• _Material provided_
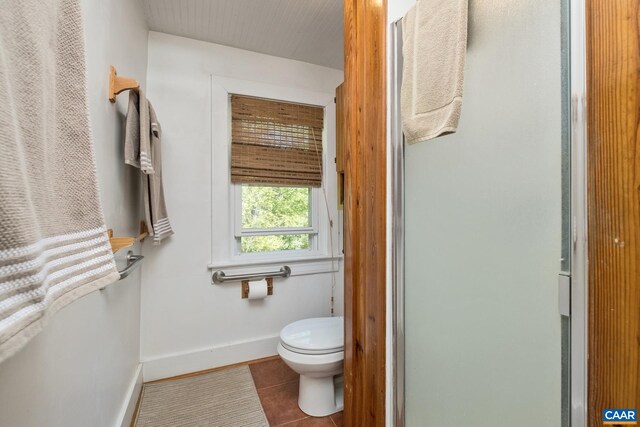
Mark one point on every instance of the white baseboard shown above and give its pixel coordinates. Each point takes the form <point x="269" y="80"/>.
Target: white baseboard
<point x="200" y="360"/>
<point x="129" y="405"/>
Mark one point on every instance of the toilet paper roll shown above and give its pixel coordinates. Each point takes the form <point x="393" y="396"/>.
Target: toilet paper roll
<point x="258" y="289"/>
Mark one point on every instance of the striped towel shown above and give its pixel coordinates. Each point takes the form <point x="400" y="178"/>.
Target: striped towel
<point x="142" y="150"/>
<point x="53" y="243"/>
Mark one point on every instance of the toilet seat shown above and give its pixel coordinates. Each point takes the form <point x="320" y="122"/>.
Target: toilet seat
<point x="314" y="348"/>
<point x="324" y="335"/>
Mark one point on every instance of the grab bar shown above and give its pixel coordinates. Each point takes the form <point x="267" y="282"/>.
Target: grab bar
<point x="132" y="263"/>
<point x="219" y="276"/>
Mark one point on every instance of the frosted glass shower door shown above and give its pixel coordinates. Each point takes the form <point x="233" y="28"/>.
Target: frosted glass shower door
<point x="483" y="234"/>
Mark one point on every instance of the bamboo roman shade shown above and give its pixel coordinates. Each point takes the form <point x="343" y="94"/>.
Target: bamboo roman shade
<point x="275" y="143"/>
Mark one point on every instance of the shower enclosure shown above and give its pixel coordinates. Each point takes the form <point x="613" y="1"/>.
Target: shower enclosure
<point x="489" y="280"/>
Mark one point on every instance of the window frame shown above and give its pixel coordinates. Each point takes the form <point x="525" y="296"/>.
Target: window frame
<point x="222" y="243"/>
<point x="238" y="232"/>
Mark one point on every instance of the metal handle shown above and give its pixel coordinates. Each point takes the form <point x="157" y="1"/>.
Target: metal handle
<point x="132" y="263"/>
<point x="219" y="276"/>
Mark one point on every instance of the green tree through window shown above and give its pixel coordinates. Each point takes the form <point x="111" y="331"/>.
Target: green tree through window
<point x="279" y="209"/>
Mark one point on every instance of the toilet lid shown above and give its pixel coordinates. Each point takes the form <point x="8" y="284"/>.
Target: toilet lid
<point x="314" y="336"/>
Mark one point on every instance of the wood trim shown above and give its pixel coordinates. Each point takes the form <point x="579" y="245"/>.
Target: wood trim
<point x="365" y="89"/>
<point x="613" y="205"/>
<point x="208" y="371"/>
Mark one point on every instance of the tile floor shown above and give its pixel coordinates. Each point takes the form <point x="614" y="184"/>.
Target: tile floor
<point x="277" y="387"/>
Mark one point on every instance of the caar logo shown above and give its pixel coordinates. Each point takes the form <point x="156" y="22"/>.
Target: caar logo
<point x="619" y="416"/>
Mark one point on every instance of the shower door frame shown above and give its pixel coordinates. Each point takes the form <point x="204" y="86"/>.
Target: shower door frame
<point x="579" y="272"/>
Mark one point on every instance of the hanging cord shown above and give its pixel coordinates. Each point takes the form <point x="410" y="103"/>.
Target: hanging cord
<point x="326" y="204"/>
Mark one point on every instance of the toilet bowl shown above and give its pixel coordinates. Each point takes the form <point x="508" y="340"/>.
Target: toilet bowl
<point x="314" y="348"/>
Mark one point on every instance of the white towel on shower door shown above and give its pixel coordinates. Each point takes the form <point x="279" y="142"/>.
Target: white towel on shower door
<point x="434" y="48"/>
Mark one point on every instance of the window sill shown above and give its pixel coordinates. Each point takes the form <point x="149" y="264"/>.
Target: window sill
<point x="301" y="266"/>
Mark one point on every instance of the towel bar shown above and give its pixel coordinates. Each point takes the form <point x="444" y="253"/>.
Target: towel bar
<point x="219" y="276"/>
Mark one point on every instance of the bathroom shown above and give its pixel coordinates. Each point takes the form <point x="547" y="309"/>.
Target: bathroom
<point x="396" y="282"/>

• _Direction_
Arrange the stretch of the data from the line containing "Mark one point on every instance of the shower door" through the end of the data as a Markdown table with the columns Row and Line. Number each line in Row, and skip any blank lines.

• _Task solution_
| Row | Line |
|---|---|
| 1 | Mark one point on every instance of the shower door frame shown above and give its pixel coordinates. Each point takes the form <point x="204" y="86"/>. |
| 2 | Target: shower door frame |
| 3 | <point x="579" y="272"/> |
| 4 | Mark one point on every instance of the hanging cord shown above and give its pixel coordinates. Each point takes the form <point x="410" y="103"/>. |
| 5 | Target: hanging cord |
| 6 | <point x="326" y="204"/> |
| 7 | Mark one point on every instance of the toilet bowl shown above and give its pixel coordinates. Each point takes the form <point x="508" y="340"/>. |
| 8 | Target: toilet bowl |
| 9 | <point x="314" y="348"/> |
| 10 | Mark one point on every instance of the white towel on shower door shown above and give its pixel coordinates. Each point takes the form <point x="279" y="142"/>. |
| 11 | Target: white towel on shower door |
| 12 | <point x="434" y="48"/> |
| 13 | Mark one point on every instance of the window sill shown above and give its pixel coordinates. Each point takes the form <point x="149" y="264"/>. |
| 14 | Target: window sill |
| 15 | <point x="301" y="266"/> |
| 16 | Mark one point on every instance of the towel bar shown above and give its pixel coordinates. Each point takes the form <point x="444" y="253"/>. |
| 17 | Target: towel bar |
| 18 | <point x="219" y="276"/> |
| 19 | Mark one point on every instance of the bathroom shown above and give its pixel coordinates. Each point takes the form <point x="547" y="309"/>. |
| 20 | Target: bathroom |
| 21 | <point x="396" y="282"/> |